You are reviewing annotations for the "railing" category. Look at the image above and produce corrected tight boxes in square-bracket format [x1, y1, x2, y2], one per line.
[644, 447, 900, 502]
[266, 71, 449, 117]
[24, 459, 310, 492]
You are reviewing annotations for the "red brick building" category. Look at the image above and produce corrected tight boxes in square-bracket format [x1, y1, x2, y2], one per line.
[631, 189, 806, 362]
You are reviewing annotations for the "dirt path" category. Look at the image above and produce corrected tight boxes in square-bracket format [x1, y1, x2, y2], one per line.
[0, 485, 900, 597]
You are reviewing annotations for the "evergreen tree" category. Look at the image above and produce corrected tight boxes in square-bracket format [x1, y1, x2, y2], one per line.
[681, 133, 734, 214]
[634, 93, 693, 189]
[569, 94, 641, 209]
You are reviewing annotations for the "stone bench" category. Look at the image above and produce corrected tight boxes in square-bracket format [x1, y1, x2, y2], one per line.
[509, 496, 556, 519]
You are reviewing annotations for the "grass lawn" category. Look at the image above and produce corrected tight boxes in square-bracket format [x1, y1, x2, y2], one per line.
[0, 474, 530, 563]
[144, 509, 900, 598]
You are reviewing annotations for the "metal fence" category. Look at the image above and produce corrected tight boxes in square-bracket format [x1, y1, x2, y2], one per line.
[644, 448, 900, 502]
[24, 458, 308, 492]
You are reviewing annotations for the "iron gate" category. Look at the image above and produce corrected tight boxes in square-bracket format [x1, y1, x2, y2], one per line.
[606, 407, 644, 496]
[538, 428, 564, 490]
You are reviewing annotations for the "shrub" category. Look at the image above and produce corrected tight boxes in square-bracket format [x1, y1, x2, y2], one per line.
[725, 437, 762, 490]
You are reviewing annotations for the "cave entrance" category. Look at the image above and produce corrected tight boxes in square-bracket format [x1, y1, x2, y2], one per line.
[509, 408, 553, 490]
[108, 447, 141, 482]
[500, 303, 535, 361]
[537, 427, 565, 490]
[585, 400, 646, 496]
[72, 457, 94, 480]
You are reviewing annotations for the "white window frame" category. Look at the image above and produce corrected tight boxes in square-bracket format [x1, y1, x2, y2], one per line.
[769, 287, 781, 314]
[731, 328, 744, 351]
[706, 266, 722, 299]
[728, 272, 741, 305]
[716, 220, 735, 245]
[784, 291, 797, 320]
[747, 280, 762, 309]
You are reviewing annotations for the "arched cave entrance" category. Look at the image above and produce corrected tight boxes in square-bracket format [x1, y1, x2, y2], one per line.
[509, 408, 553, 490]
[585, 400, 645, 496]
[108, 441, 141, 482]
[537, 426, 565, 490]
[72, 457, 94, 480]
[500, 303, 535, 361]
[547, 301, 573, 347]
------
REQUIRED WORK:
Duplicate the lines of the data from the start of the data through the line that contains "[631, 189, 806, 362]", inclusive.

RESULT OF THE EXERCISE:
You are reviewing annotations for the "railing" category. Look at the image above and produce corrected tight boxes in square-bracket format [x1, y1, x2, y2], one per line.
[644, 447, 900, 502]
[266, 71, 449, 117]
[24, 459, 310, 492]
You are reviewing annotations for the "red brick building" category. Look at the image above and produce corrected tight boxes in square-bracket format [x1, y1, x2, y2], one per line.
[631, 189, 806, 362]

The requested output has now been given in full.